### [AIM]
Rewrite every line of the listing from the start down to the line containing "x=1068, y=194", with both ends included. Multiply each answer coordinate by 1.3 and round it to a whole number, with halves rounding up, and leave all other numbers, including the format samples, unchanged.
^^^^^^^^^^^^^^^^
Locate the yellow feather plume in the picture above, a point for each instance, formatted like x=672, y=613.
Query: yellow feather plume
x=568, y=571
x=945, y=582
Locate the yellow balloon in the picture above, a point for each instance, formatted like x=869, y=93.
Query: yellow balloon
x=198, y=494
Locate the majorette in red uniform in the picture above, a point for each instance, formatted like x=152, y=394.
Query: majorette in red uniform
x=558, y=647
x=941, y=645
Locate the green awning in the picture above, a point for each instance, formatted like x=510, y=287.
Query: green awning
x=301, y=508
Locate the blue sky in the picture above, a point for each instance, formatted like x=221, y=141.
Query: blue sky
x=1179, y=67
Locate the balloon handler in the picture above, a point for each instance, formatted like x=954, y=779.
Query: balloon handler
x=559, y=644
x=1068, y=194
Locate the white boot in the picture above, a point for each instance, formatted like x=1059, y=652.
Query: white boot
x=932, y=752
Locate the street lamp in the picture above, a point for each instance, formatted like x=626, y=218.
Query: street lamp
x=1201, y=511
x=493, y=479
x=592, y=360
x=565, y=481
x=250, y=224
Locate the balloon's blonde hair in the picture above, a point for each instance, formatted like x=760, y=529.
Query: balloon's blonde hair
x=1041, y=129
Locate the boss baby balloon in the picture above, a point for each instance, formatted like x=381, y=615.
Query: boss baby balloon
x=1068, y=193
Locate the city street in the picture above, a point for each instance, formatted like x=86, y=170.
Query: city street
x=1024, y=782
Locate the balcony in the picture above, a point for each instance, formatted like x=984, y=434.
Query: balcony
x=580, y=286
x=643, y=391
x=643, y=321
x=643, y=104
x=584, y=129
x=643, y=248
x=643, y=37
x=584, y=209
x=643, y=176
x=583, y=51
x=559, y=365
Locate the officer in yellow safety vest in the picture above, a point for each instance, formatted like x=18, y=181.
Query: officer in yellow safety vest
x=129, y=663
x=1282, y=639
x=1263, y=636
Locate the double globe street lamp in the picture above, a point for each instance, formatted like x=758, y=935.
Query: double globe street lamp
^^^^^^^^^^^^^^^^
### [RESULT BELOW]
Locate the yellow feather plume in the picture above, a point for each instance, formatted like x=672, y=613.
Query: yellow feather plume
x=738, y=742
x=1229, y=757
Locate the yellow balloon in the picture above, a point for each instance, formatted like x=869, y=93.
Query: yellow balloon
x=257, y=642
Locate the majorette in red uniform in the picture above, a point for each instance, formatted like x=152, y=394.
Query: majorette in red uniform
x=725, y=841
x=1223, y=839
Locate the green awning in the picture above, a point for each instance, formatted like x=510, y=287.
Query: green awning
x=391, y=660
Locate the blue sky in the picture above, a point for each instance, formatted like x=221, y=141.
Query: blue sky
x=1533, y=87
Locate the balloon handler in the picture above, a point for each instance, formatted like x=954, y=779.
Query: balloon handler
x=727, y=837
x=1388, y=252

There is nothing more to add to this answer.